■ Task inputs:
'''
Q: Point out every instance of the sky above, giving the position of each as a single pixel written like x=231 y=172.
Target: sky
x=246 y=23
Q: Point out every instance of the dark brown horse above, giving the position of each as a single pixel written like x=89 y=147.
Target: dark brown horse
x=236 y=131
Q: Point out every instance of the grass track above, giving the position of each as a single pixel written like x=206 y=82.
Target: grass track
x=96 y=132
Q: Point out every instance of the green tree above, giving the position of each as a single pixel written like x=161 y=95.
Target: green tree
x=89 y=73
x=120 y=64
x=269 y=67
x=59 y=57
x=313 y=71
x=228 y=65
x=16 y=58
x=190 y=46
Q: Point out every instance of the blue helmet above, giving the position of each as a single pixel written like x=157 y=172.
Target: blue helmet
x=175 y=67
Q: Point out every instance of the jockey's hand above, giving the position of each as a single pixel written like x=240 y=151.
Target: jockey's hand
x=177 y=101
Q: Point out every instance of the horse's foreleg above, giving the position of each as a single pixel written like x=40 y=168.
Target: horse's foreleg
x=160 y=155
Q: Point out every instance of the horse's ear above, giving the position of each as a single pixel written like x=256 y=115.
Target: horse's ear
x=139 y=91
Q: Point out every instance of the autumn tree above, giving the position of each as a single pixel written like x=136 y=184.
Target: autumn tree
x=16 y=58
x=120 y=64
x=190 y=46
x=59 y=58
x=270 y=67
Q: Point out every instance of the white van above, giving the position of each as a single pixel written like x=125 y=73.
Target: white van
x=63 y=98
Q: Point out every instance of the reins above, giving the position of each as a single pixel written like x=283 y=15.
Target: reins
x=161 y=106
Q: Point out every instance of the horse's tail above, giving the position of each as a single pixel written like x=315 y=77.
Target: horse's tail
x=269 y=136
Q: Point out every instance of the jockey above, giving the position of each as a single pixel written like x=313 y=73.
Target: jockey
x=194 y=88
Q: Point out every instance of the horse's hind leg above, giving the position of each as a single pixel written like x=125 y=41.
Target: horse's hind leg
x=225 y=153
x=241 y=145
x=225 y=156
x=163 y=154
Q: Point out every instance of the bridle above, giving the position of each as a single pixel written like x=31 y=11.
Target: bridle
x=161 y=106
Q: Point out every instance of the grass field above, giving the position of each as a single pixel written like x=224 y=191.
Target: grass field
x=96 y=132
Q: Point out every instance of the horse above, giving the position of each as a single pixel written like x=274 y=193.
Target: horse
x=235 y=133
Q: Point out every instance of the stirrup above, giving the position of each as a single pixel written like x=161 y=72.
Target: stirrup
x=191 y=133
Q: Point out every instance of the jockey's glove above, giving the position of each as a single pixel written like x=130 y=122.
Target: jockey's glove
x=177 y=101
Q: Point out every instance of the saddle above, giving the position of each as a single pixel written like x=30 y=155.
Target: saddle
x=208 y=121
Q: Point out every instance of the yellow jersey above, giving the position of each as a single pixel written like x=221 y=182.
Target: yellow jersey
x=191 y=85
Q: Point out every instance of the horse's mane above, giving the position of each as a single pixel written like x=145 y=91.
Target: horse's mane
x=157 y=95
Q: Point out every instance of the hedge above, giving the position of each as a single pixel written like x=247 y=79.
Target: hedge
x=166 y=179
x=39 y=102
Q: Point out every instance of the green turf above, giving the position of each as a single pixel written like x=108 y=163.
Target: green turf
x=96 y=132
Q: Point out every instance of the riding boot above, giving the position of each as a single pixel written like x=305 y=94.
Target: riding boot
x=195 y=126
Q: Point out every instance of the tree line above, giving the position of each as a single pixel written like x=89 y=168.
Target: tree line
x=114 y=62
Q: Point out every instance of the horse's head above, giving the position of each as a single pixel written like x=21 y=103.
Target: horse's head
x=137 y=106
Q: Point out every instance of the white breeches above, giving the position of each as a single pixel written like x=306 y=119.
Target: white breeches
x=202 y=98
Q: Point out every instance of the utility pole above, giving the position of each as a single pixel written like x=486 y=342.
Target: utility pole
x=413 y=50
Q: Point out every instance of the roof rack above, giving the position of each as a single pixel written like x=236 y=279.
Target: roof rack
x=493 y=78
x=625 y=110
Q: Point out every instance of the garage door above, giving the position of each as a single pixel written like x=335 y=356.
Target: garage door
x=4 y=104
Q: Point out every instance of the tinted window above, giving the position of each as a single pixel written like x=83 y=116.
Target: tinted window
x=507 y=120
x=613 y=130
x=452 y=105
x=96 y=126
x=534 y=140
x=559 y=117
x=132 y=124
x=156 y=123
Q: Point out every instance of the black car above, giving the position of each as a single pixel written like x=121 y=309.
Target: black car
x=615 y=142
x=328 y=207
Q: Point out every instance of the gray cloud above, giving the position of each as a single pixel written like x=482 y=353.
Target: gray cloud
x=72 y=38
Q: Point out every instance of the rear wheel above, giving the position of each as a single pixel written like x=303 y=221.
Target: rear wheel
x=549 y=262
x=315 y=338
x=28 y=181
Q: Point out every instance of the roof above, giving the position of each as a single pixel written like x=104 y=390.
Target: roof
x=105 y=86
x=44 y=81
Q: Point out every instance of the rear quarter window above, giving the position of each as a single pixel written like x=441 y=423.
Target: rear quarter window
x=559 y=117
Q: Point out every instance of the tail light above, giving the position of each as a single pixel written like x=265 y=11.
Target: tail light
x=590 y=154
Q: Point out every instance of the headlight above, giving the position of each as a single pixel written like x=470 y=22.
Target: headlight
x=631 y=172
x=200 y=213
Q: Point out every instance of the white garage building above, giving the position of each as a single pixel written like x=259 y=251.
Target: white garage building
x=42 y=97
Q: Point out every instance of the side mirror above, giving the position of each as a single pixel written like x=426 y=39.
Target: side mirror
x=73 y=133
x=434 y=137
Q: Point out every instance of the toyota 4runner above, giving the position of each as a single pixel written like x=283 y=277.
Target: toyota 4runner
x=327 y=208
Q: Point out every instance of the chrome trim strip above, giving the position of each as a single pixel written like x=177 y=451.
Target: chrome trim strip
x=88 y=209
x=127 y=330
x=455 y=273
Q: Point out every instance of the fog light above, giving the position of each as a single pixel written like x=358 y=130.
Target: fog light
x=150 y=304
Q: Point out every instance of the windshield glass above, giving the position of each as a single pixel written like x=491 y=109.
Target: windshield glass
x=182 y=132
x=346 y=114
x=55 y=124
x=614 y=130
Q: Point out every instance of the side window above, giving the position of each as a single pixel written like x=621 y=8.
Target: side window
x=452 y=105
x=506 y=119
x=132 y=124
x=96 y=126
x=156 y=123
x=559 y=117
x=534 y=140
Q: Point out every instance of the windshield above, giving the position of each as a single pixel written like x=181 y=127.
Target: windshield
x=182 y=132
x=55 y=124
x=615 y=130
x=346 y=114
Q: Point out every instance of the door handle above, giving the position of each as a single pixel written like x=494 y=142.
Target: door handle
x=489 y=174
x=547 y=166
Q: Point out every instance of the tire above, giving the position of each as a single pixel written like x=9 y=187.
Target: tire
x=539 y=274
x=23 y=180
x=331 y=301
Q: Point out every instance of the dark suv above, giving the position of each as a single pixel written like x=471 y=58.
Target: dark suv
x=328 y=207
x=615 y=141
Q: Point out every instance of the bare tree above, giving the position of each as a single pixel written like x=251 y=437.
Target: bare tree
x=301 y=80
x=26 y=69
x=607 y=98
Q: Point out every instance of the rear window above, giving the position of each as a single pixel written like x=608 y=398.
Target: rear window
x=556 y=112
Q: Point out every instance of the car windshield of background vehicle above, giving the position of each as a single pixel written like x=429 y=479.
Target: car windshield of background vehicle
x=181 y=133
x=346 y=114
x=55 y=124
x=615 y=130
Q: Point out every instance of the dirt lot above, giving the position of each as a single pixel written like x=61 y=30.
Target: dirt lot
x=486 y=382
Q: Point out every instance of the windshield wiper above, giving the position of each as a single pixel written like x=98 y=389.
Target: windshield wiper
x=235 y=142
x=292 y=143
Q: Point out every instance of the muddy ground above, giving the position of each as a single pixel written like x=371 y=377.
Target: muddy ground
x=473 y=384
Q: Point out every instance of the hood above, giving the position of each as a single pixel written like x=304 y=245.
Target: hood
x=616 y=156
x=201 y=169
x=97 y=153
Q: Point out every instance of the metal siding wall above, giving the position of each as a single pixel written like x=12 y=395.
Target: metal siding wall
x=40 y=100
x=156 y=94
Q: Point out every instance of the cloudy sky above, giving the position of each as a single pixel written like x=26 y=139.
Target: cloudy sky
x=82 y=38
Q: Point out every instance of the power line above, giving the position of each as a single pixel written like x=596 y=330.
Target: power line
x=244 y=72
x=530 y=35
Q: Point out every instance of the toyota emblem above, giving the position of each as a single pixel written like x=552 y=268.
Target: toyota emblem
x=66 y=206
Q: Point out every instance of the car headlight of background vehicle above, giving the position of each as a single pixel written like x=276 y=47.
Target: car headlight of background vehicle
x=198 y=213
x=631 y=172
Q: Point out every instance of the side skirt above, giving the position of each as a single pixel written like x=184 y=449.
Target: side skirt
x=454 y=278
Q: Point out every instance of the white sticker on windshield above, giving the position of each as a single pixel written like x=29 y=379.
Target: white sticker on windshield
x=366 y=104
'''
■ Work instructions:
The lines of the data, from the first through the one containing "Q: Point out every instance of the green tree", are to be transcribed exactly.

■ Response below:
Q: Point out every instance of the sky above, giving the position of each as a single pixel written like x=231 y=172.
Target: sky
x=246 y=23
Q: Point out every instance of the dark brown horse above, giving the position of each as a single pixel written like x=89 y=147.
Target: dark brown horse
x=236 y=131
Q: Point out every instance of the grass track above, giving the position of each as a single pixel written like x=206 y=82.
Target: grass track
x=96 y=132
Q: Point out every instance of the green tree above, giving the position of each as a single pixel written like x=161 y=95.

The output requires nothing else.